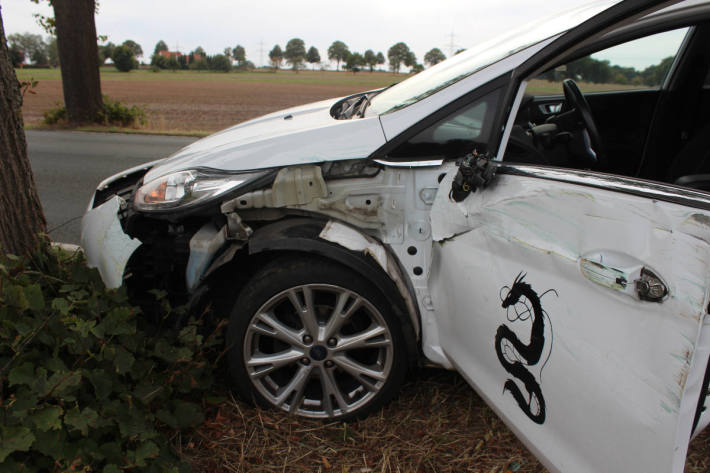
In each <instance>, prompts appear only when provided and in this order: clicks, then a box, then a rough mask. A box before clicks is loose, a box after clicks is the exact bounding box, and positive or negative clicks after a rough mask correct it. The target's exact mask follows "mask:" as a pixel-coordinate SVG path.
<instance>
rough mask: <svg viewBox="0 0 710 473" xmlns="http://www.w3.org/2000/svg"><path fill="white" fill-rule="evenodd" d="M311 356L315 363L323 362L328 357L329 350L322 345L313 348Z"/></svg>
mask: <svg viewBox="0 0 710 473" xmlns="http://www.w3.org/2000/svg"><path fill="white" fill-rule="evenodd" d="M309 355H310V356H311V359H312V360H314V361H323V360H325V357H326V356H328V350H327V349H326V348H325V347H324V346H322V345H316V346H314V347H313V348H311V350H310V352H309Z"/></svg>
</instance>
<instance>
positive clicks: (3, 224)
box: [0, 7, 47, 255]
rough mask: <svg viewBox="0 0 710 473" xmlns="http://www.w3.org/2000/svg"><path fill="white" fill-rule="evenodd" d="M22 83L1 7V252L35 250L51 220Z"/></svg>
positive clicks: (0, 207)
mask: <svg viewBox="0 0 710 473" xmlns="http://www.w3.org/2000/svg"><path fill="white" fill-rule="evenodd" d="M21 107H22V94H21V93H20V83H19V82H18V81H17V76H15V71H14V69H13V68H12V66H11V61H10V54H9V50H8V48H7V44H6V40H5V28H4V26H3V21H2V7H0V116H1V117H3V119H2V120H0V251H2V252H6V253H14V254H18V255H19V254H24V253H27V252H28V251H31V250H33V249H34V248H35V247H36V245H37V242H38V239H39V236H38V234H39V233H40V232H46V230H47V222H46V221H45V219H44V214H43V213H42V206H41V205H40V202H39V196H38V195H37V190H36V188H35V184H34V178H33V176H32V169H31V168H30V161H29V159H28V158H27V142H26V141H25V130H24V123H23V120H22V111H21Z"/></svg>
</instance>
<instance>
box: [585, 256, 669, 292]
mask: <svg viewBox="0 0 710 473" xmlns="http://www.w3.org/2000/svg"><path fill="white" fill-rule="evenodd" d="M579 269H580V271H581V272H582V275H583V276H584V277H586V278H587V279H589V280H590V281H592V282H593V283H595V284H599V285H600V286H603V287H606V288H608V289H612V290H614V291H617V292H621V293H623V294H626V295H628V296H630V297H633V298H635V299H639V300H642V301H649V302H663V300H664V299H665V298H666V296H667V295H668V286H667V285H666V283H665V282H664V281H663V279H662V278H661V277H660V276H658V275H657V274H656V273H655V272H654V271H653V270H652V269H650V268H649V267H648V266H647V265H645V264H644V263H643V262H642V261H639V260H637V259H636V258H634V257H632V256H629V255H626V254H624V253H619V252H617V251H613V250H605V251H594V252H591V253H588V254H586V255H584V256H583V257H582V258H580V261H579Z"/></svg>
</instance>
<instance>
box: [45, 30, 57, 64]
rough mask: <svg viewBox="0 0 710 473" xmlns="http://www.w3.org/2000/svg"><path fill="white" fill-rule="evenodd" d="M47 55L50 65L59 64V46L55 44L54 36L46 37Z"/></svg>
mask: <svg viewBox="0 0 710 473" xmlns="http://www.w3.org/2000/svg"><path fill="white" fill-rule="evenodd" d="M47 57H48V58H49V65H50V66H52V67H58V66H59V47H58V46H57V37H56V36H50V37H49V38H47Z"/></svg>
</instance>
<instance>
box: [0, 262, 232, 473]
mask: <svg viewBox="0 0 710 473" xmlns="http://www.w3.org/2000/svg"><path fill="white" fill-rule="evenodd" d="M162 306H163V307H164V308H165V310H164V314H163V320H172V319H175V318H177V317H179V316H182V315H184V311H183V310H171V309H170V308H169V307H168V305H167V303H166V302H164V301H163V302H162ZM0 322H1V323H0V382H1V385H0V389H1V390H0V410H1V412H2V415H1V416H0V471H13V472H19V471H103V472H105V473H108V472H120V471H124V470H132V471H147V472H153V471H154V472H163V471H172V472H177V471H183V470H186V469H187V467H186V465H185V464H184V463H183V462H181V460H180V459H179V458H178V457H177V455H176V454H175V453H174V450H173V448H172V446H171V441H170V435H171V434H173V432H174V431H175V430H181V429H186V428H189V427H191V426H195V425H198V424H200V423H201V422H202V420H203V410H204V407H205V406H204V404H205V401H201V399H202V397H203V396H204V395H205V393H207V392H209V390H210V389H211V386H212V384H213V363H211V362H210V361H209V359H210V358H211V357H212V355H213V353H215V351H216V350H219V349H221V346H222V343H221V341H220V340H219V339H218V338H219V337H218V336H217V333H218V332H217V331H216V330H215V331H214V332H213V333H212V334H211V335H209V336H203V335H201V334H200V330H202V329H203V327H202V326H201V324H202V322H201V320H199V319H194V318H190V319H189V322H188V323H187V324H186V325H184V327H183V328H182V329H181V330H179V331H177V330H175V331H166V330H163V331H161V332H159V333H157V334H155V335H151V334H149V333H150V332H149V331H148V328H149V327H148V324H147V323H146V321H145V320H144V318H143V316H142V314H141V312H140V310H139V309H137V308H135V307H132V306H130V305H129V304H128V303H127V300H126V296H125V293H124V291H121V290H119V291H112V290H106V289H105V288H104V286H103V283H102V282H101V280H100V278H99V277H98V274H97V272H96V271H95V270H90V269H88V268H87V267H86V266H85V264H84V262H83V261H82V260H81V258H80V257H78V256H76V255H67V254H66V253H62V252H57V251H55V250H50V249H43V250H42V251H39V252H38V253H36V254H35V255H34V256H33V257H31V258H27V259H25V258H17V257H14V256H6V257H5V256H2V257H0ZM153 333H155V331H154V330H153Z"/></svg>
---
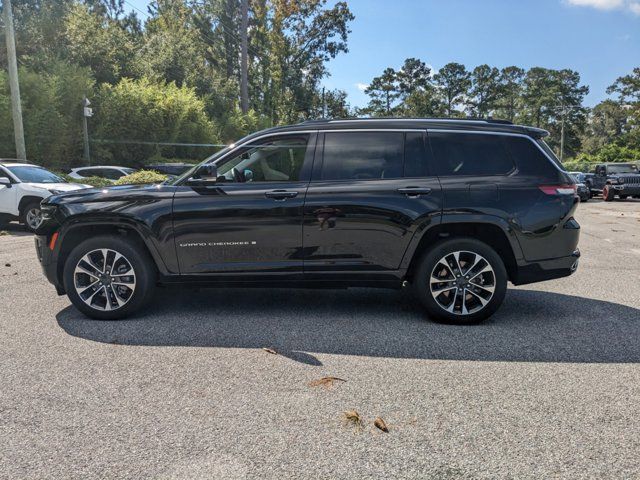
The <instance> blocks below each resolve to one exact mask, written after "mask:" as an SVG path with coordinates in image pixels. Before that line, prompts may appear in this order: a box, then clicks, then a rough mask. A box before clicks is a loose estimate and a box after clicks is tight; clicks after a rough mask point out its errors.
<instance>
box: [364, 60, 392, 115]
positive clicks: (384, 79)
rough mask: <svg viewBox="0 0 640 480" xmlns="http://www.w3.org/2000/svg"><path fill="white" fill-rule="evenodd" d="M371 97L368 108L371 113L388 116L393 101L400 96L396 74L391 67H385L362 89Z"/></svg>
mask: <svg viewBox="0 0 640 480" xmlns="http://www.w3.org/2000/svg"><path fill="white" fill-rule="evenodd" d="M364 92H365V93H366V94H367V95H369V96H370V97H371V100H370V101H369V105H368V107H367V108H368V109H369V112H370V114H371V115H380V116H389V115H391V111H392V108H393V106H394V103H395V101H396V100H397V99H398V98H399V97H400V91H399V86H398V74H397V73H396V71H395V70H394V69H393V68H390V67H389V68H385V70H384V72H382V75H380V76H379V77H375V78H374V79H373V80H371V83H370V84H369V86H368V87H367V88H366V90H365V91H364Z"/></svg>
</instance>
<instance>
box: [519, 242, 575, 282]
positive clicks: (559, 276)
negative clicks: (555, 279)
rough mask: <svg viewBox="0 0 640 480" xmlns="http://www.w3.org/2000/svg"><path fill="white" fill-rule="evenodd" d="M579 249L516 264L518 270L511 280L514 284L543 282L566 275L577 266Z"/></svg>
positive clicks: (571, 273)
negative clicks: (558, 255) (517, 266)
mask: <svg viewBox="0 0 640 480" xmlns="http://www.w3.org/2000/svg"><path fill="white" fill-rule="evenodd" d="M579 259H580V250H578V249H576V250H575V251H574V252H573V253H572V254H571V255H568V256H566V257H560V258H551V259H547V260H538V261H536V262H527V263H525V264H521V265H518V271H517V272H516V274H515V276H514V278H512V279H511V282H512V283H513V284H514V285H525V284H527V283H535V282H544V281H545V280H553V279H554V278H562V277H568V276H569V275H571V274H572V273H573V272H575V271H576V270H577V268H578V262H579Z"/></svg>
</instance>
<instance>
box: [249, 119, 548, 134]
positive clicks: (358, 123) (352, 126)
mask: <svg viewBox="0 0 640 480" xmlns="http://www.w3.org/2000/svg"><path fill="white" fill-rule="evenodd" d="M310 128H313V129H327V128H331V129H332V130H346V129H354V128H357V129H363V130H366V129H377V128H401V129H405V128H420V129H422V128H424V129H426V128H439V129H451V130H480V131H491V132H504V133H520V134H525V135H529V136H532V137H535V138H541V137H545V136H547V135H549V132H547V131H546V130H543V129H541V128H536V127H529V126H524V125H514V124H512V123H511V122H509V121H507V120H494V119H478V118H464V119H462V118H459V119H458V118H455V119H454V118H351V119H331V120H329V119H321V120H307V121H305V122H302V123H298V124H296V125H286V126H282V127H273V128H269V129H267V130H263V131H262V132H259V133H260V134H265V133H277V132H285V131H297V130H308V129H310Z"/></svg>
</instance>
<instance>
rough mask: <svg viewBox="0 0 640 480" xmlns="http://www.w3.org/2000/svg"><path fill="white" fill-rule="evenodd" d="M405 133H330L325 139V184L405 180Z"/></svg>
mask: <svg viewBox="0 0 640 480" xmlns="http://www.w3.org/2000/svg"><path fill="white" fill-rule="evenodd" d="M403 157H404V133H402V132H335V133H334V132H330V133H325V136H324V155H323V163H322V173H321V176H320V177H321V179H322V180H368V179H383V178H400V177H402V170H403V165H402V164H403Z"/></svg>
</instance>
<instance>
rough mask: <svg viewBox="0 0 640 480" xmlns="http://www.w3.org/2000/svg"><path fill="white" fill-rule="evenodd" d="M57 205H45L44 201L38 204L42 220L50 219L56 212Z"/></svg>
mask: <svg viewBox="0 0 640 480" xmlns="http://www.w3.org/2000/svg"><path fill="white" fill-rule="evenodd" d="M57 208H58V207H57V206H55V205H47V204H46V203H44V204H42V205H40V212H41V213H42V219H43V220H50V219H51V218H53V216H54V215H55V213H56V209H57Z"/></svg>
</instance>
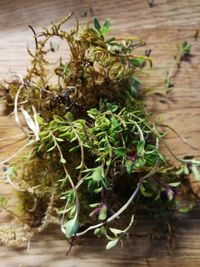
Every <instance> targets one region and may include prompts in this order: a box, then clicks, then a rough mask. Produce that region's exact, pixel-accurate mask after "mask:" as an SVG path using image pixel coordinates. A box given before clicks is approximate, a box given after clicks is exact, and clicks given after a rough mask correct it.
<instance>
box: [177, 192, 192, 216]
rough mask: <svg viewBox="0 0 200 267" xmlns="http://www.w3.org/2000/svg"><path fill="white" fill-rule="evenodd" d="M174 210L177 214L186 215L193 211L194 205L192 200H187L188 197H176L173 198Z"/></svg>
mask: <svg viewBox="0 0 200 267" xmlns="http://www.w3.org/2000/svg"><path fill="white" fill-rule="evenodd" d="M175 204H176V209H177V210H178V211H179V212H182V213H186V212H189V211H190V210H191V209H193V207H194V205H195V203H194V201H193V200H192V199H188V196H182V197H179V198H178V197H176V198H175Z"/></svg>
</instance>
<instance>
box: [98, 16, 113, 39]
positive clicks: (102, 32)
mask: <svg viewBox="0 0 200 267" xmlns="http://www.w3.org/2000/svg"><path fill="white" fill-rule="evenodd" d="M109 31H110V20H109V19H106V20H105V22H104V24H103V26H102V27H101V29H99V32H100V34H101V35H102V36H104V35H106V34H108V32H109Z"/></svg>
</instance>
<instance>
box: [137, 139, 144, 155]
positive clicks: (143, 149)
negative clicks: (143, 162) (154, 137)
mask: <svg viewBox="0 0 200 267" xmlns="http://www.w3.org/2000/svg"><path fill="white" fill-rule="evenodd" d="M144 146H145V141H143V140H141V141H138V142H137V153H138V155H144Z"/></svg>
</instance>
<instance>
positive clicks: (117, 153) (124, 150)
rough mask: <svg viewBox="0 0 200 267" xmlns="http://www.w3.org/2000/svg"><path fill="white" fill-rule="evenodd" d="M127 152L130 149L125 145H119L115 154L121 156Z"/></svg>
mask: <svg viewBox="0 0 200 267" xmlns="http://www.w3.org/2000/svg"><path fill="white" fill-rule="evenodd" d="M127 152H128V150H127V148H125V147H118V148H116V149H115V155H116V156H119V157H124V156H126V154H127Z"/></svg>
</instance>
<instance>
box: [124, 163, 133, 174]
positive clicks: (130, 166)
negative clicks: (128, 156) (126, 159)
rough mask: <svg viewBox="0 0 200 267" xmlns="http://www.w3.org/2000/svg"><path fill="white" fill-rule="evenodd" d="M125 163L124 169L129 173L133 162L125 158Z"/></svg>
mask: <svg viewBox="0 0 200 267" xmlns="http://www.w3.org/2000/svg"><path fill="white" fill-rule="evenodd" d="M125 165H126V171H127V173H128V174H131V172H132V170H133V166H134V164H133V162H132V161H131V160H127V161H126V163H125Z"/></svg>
==
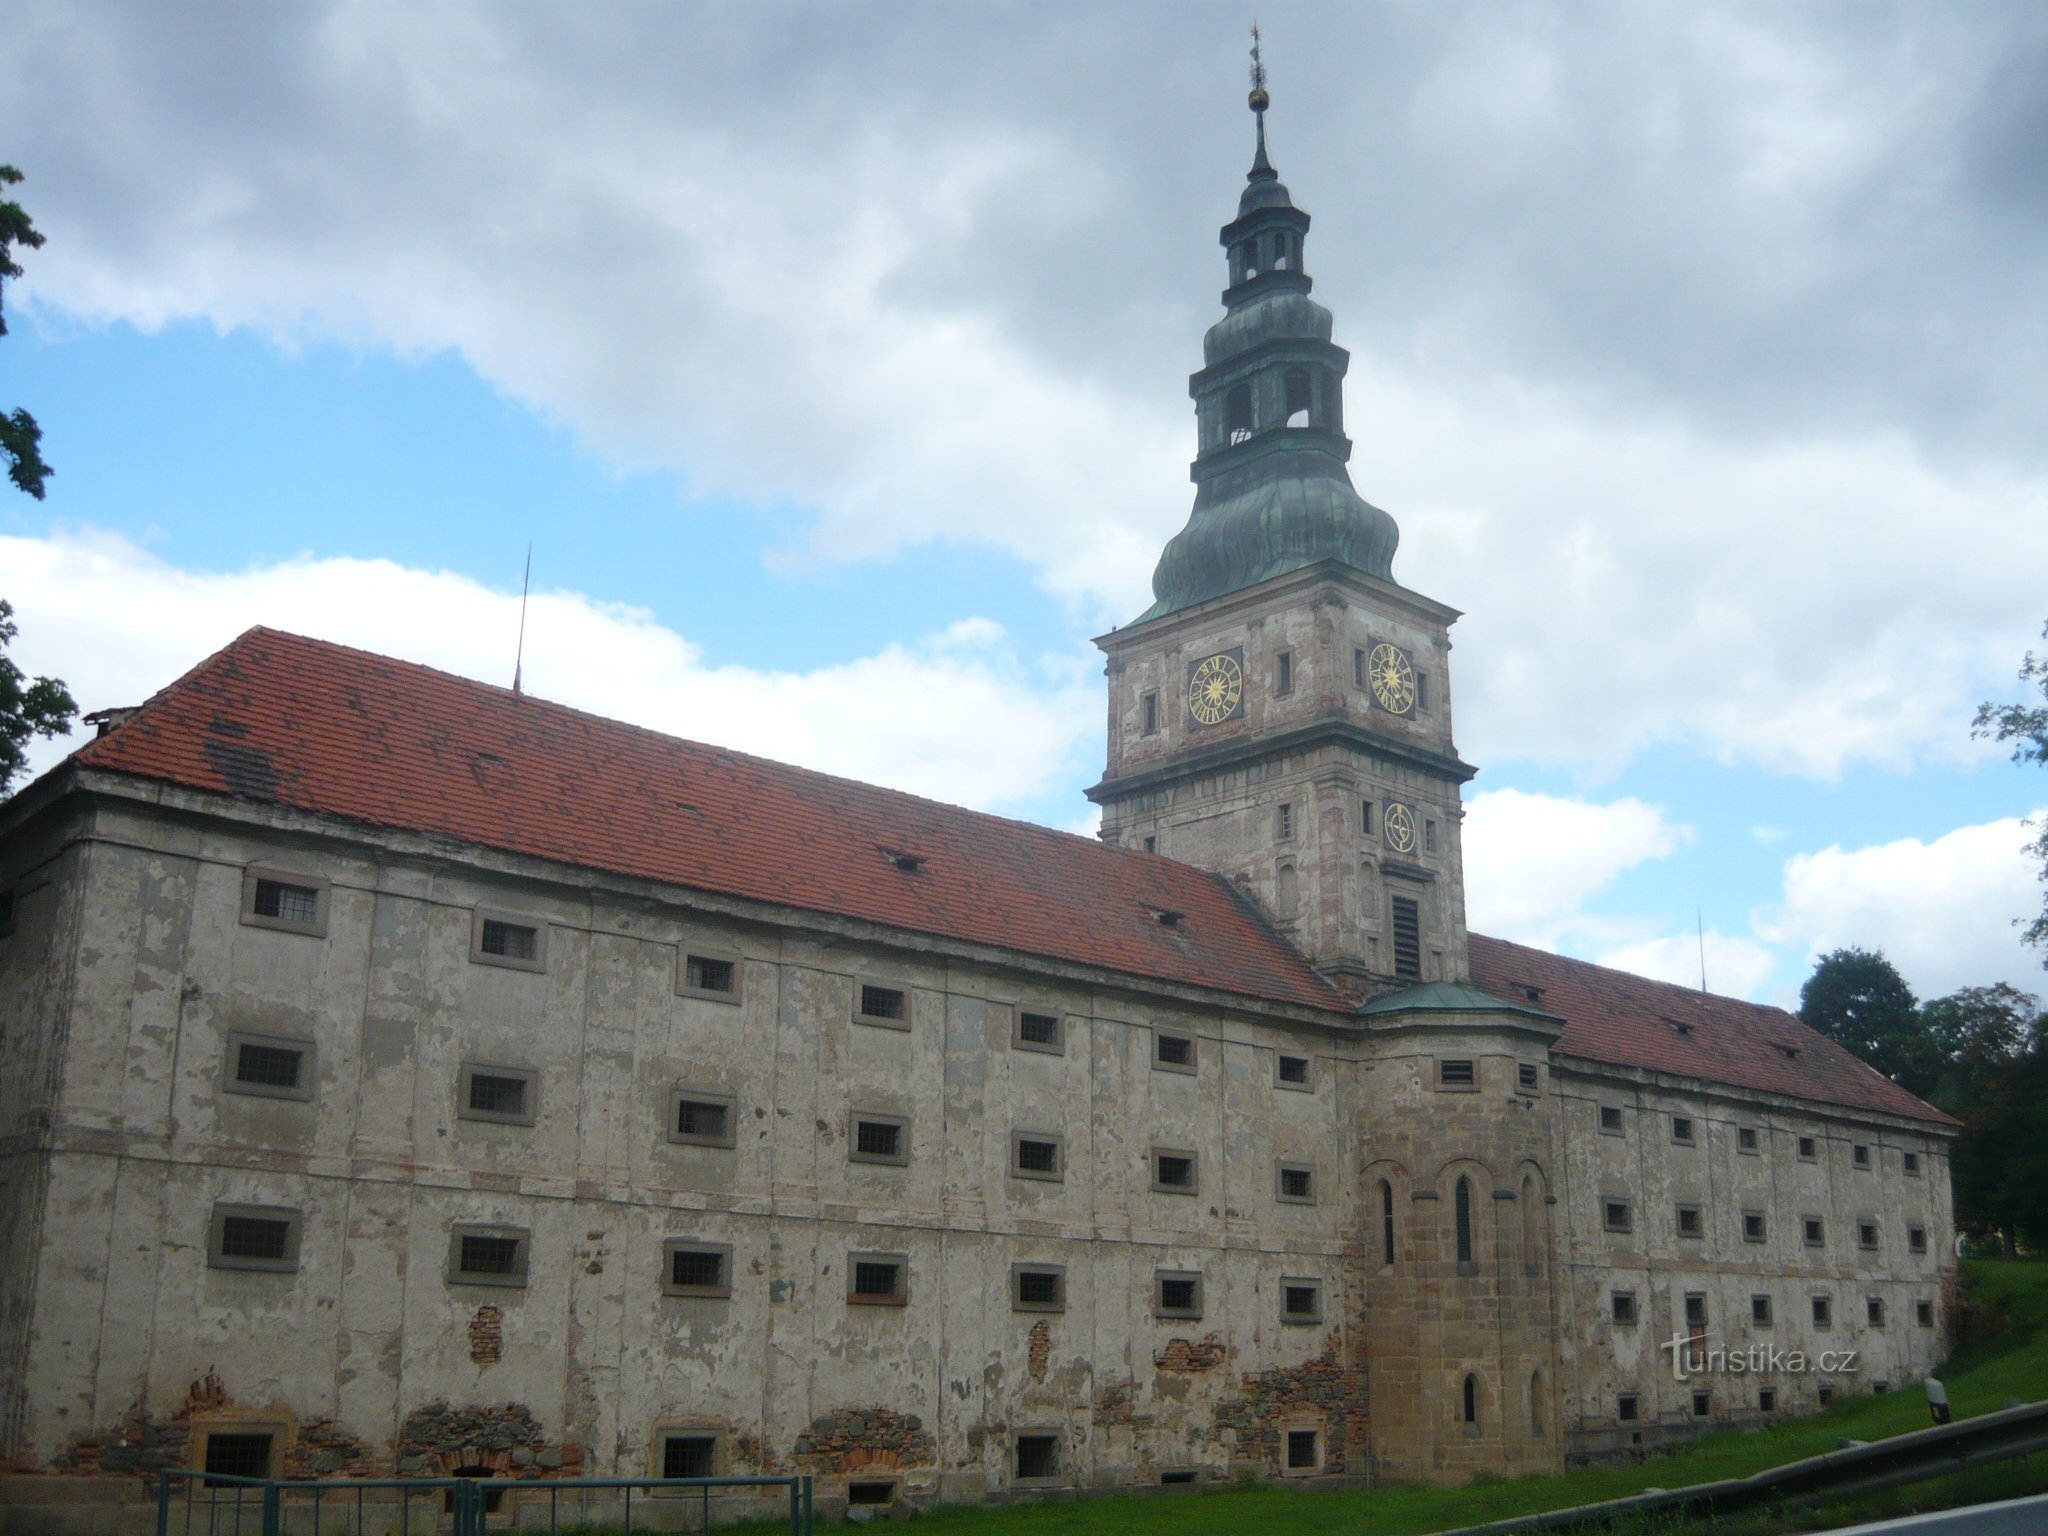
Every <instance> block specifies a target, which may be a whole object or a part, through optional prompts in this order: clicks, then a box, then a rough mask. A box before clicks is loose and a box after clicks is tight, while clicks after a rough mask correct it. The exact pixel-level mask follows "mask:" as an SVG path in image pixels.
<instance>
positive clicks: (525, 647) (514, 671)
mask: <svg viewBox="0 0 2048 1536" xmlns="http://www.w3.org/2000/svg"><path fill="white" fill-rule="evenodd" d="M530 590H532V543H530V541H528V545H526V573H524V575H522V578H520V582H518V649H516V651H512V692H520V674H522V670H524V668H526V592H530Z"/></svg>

Job item> Write the lines from the one containing "In each <instance>, prompts" through the one containing "box: [0, 7, 47, 255]", both included, as a JSON list of strings with one string per line and blank lines omitted.

Result of this exercise>
[
  "In each <instance>, prompts appear only when provided and in this order: clicks, then a box, then a rough mask. A box before clicks is loose, a box after clicks is the exact bounding box, and positive or negative clicks after a rough mask correct it. The target's exact mask follows \"mask:\" as a pixel-coordinate SVG path.",
  "<instance>",
  "rough mask: <svg viewBox=\"0 0 710 473\" xmlns=\"http://www.w3.org/2000/svg\"><path fill=\"white\" fill-rule=\"evenodd\" d=\"M311 356L315 363L323 362L328 357L329 350L322 345L313 348Z\"/></svg>",
  "mask: <svg viewBox=\"0 0 710 473\" xmlns=\"http://www.w3.org/2000/svg\"><path fill=\"white\" fill-rule=\"evenodd\" d=\"M309 355H310V356H311V359H312V360H314V361H323V360H325V357H326V356H328V350H327V349H326V348H325V347H324V346H322V345H316V346H314V347H313V348H311V350H310V352H309Z\"/></svg>",
  "</instance>",
  "<instance>",
  "positive clicks: (3, 224)",
  "box: [0, 7, 47, 255]"
]